**提供された文章**

··········

千葉県長柄町の古墳


長柄横穴群徳増支群 【管理人推薦】【国史跡】【装飾古墳】

 長柄町徳増、長柄町役場の東1km、北に開けた小さな谷間の東向き斜面にあり、東西二つの尾根筋に9つの小支群があります。現在第4支群が整備中で、見学し易くなっています。第4支群13号墓には線刻画が描かれていますが、厳重に封鎖されていて、見ることはできません。奥壁には人物、鳥、三角屋根の家、四層の建物など、左側壁には舟に乗る人、五重の塔、鳥など、右側壁には鳥?らしき題材が描かれています。

第4支群、右端の扉が13号墓、左へ14〜16号墓

13号墓奥壁の壁画

13号墓左側壁の壁画

 左の壁画の五重の塔

 13号墓の西側に14〜16号墓が並んでいます。これらは、高壇式横穴墓と呼ばれ、羨道と玄室の間に1.5〜2mの高い段差があるのが特徴です。実際、備え付けられた階段がないと、玄室を見学することすらできません。上記の13号墓の場合、玄室長2.6m、幅3.5m、高さ1.7mですが、羨道との段差が1.7mあり、羨道床面から玄室天井までの高さは3.4mにもなります。14号墓玄室はドーム形の天井で、奥壁と右側壁に沿って屍床が二人分備わっています。15号墓には各壁に沿って何と四人分の屍床があり、天井には寄棟の屋根を模した加工が施され、有力な家族の墓を思わせます。16号墓では墓前域が残り、墓前祭祀が行われたと考えられます。玄室が高すぎて内部が見えませんが・・・。

··········

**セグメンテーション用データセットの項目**

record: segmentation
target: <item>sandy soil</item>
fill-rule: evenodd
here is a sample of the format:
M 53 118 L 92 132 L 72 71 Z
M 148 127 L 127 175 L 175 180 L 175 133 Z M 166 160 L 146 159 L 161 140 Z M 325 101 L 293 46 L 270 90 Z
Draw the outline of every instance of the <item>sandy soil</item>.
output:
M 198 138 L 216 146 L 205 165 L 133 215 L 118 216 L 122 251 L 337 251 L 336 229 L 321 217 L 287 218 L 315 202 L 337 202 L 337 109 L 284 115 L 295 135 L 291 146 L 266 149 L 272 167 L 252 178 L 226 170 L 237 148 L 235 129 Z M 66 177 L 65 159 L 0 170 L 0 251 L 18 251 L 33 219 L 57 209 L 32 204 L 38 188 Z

··········

**短い問題 1**
長柄横穴群の解説文について、次の問いに答えよ。
(a) 徳増支群は長柄町役場から見てどの方角に何kmの所にあるか。
(b) 高壇式横穴墓では、羨道と玄室の間にどれほどの段差があるか。
(c) 15号墓には何人分の屍床があるか。
**短い問題 2**
長柄横穴群の解説文の「長柄横穴群徳増支群 【管理人推薦】【国史跡】【装飾古墳】」から「らしき題材が描かれています。」までを、一字も変えずに写してください。

**正解 1**
(a) 東に1km
(b) 1.5〜2m
(c) 四人分

**正解 2**
長柄横穴群徳増支群 【管理人推薦】【国史跡】【装飾古墳】

 長柄町徳増、長柄町役場の東1km、北に開けた小さな谷間の東向き斜面にあり、東西二つの尾根筋に9つの小支群があります。現在第4支群が整備中で、見学し易くなっています。第4支群13号墓には線刻画が描かれていますが、厳重に封鎖されていて、見ることはできません。奥壁には人物、鳥、三角屋根の家、四層の建物など、左側壁には舟に乗る人、五重の塔、鳥など、右側壁には鳥?らしき題材が描かれています。